Request:
Repeat the data word for word, from its beginning up to and including the line containing "212 88 L 213", and leave the picture out of your answer.

%%

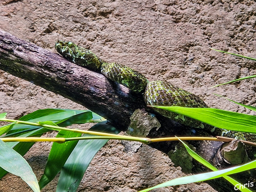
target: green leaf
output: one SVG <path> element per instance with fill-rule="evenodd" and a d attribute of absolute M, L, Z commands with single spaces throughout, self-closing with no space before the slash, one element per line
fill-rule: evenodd
<path fill-rule="evenodd" d="M 244 56 L 243 55 L 239 55 L 237 54 L 235 54 L 234 53 L 229 53 L 228 52 L 226 52 L 226 51 L 220 51 L 219 50 L 218 50 L 217 49 L 215 49 L 213 48 L 211 48 L 211 47 L 209 48 L 210 49 L 212 49 L 212 50 L 214 50 L 215 51 L 219 51 L 220 52 L 222 52 L 222 53 L 227 53 L 228 54 L 230 54 L 230 55 L 235 55 L 236 56 L 238 56 L 238 57 L 243 57 L 244 58 L 246 58 L 246 59 L 250 59 L 251 60 L 252 60 L 253 61 L 256 61 L 256 59 L 254 59 L 253 58 L 251 58 L 251 57 L 246 57 L 246 56 Z"/>
<path fill-rule="evenodd" d="M 55 113 L 49 115 L 46 115 L 45 116 L 37 118 L 35 119 L 30 119 L 27 121 L 36 123 L 39 121 L 50 121 L 54 123 L 56 123 L 63 119 L 67 118 L 76 114 L 76 112 L 74 111 L 64 111 L 62 112 L 59 112 L 58 113 Z M 19 120 L 20 121 L 23 121 L 23 120 L 20 120 L 20 118 L 19 119 Z M 39 128 L 38 127 L 36 126 L 17 124 L 13 126 L 13 128 L 7 133 L 8 134 L 9 134 L 15 132 L 22 131 L 24 129 L 29 129 L 33 128 Z"/>
<path fill-rule="evenodd" d="M 212 88 L 213 88 L 214 87 L 217 87 L 218 86 L 219 86 L 221 85 L 225 85 L 226 84 L 228 84 L 228 83 L 233 83 L 233 82 L 235 82 L 235 81 L 241 81 L 242 80 L 244 80 L 244 79 L 251 79 L 251 78 L 254 78 L 256 77 L 256 75 L 253 75 L 252 76 L 249 76 L 249 77 L 243 77 L 242 78 L 240 78 L 240 79 L 235 79 L 234 80 L 232 80 L 232 81 L 229 81 L 228 82 L 227 82 L 226 83 L 221 83 L 221 84 L 219 84 L 218 85 L 217 85 L 213 87 L 210 87 L 209 88 L 208 88 L 208 89 L 211 89 Z"/>
<path fill-rule="evenodd" d="M 40 128 L 41 129 L 42 129 L 42 128 Z M 35 130 L 30 133 L 25 133 L 17 137 L 26 137 L 33 135 L 34 133 L 37 131 L 37 130 Z M 41 135 L 41 134 L 34 135 L 34 136 L 40 137 Z M 23 156 L 28 151 L 34 143 L 34 142 L 8 142 L 6 143 L 5 144 L 8 146 L 13 148 Z M 7 172 L 0 167 L 0 179 L 2 178 L 7 173 Z"/>
<path fill-rule="evenodd" d="M 37 123 L 38 123 L 38 124 L 40 124 L 40 125 L 49 125 L 56 126 L 57 127 L 59 126 L 56 123 L 54 123 L 52 121 L 38 121 L 38 122 L 37 122 Z M 47 129 L 48 129 L 54 130 L 54 131 L 59 131 L 60 130 L 59 129 L 55 129 L 54 128 L 47 128 Z"/>
<path fill-rule="evenodd" d="M 17 122 L 15 121 L 8 125 L 5 125 L 2 126 L 0 127 L 0 135 L 1 135 L 3 134 L 8 132 L 12 129 L 14 124 L 17 123 Z"/>
<path fill-rule="evenodd" d="M 247 109 L 249 109 L 251 110 L 252 110 L 253 111 L 256 111 L 256 107 L 254 107 L 253 106 L 251 106 L 250 105 L 244 105 L 243 104 L 242 104 L 240 103 L 238 103 L 237 102 L 236 102 L 234 101 L 233 100 L 231 100 L 231 99 L 229 99 L 223 97 L 223 96 L 221 96 L 221 95 L 218 95 L 217 94 L 216 94 L 216 93 L 213 93 L 215 95 L 217 95 L 217 96 L 219 96 L 220 97 L 223 97 L 223 98 L 227 99 L 229 101 L 232 102 L 233 103 L 234 103 L 236 104 L 237 104 L 238 105 L 240 105 L 241 106 L 242 106 L 244 107 L 245 107 L 246 108 L 247 108 Z"/>
<path fill-rule="evenodd" d="M 177 137 L 180 141 L 184 145 L 188 152 L 193 158 L 198 162 L 204 165 L 211 169 L 213 171 L 218 170 L 218 169 L 215 167 L 211 164 L 210 163 L 206 160 L 200 156 L 194 151 L 191 150 L 186 143 L 179 138 L 179 137 Z M 239 182 L 229 176 L 223 176 L 223 177 L 228 181 L 233 184 L 234 186 L 237 186 L 236 185 L 239 185 Z M 242 192 L 252 192 L 251 190 L 249 190 L 248 188 L 245 187 L 244 188 L 241 189 L 240 190 L 242 191 Z"/>
<path fill-rule="evenodd" d="M 52 126 L 58 126 L 56 123 L 55 123 L 51 121 L 38 121 L 37 123 L 40 125 L 48 125 Z"/>
<path fill-rule="evenodd" d="M 233 167 L 228 169 L 174 179 L 153 187 L 140 191 L 139 192 L 146 192 L 154 189 L 160 187 L 187 184 L 190 183 L 198 182 L 223 177 L 227 175 L 233 174 L 252 169 L 254 169 L 255 168 L 256 168 L 256 160 L 242 165 Z M 248 190 L 245 191 L 249 192 L 250 191 L 248 189 Z"/>
<path fill-rule="evenodd" d="M 29 121 L 29 120 L 37 119 L 45 116 L 49 116 L 51 115 L 55 114 L 54 115 L 51 115 L 51 118 L 53 117 L 57 117 L 58 115 L 56 114 L 60 112 L 65 112 L 64 110 L 53 109 L 39 109 L 27 115 L 22 117 L 18 120 L 24 121 Z M 46 120 L 47 120 L 47 119 Z M 41 121 L 43 121 L 41 120 Z"/>
<path fill-rule="evenodd" d="M 80 136 L 81 134 L 79 133 L 61 130 L 56 137 L 76 137 Z M 44 173 L 39 181 L 40 189 L 44 187 L 53 179 L 60 170 L 78 142 L 78 141 L 68 141 L 61 144 L 53 143 Z"/>
<path fill-rule="evenodd" d="M 120 132 L 104 122 L 97 123 L 89 130 L 118 134 Z M 92 136 L 84 134 L 82 136 Z M 76 191 L 91 161 L 107 140 L 80 140 L 67 160 L 60 172 L 56 192 Z"/>
<path fill-rule="evenodd" d="M 102 121 L 105 121 L 106 120 L 102 117 L 101 116 L 100 116 L 97 114 L 96 114 L 95 113 L 93 112 L 90 110 L 76 110 L 73 109 L 60 109 L 62 110 L 64 110 L 66 111 L 75 111 L 77 114 L 80 114 L 82 113 L 86 112 L 91 112 L 92 113 L 92 119 L 93 120 L 96 120 L 99 119 L 101 120 Z"/>
<path fill-rule="evenodd" d="M 6 117 L 6 115 L 7 114 L 7 113 L 0 113 L 0 119 L 5 119 Z"/>
<path fill-rule="evenodd" d="M 36 176 L 26 160 L 2 140 L 0 140 L 0 166 L 20 177 L 34 191 L 40 192 Z"/>
<path fill-rule="evenodd" d="M 256 133 L 256 116 L 213 108 L 151 106 L 181 114 L 221 129 Z"/>
<path fill-rule="evenodd" d="M 56 123 L 60 126 L 66 127 L 68 126 L 67 125 L 83 124 L 90 122 L 92 118 L 91 112 L 87 111 L 67 118 Z"/>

%%

Worked answer:
target: green leaf
output: one SVG <path> element per instance with fill-rule="evenodd" and a d attribute of absolute M, L, Z commands with single spaces throughout, self-closing with no space before the slash, one element per line
fill-rule: evenodd
<path fill-rule="evenodd" d="M 244 56 L 243 55 L 239 55 L 237 54 L 235 54 L 234 53 L 229 53 L 228 52 L 226 52 L 226 51 L 220 51 L 219 50 L 218 50 L 217 49 L 215 49 L 213 48 L 211 48 L 211 47 L 209 48 L 210 49 L 212 49 L 212 50 L 214 50 L 215 51 L 219 51 L 220 52 L 222 52 L 222 53 L 227 53 L 228 54 L 230 54 L 230 55 L 235 55 L 236 56 L 238 56 L 238 57 L 243 57 L 244 58 L 246 58 L 246 59 L 250 59 L 251 60 L 252 60 L 253 61 L 256 61 L 256 59 L 254 59 L 253 58 L 251 58 L 251 57 L 246 57 L 246 56 Z"/>
<path fill-rule="evenodd" d="M 55 113 L 49 115 L 46 115 L 45 116 L 37 118 L 35 119 L 30 119 L 27 121 L 36 123 L 39 121 L 50 121 L 54 123 L 56 123 L 63 119 L 67 118 L 76 114 L 76 112 L 74 111 L 64 111 L 62 112 L 59 112 L 58 113 Z M 19 120 L 20 121 L 23 121 L 23 120 L 20 120 L 20 118 L 19 119 Z M 39 128 L 38 127 L 36 126 L 17 124 L 13 126 L 13 128 L 7 133 L 8 134 L 9 134 L 15 132 L 22 131 L 24 129 L 29 129 L 33 128 Z"/>
<path fill-rule="evenodd" d="M 212 88 L 213 88 L 214 87 L 217 87 L 218 86 L 219 86 L 221 85 L 225 85 L 226 84 L 228 84 L 228 83 L 233 83 L 233 82 L 235 82 L 235 81 L 241 81 L 242 80 L 244 80 L 244 79 L 251 79 L 251 78 L 254 78 L 256 77 L 256 75 L 253 75 L 252 76 L 249 76 L 249 77 L 243 77 L 242 78 L 240 78 L 240 79 L 235 79 L 234 80 L 232 80 L 232 81 L 229 81 L 228 82 L 227 82 L 226 83 L 221 83 L 221 84 L 219 84 L 218 85 L 217 85 L 213 87 L 210 87 L 209 88 L 208 88 L 208 89 L 211 89 Z"/>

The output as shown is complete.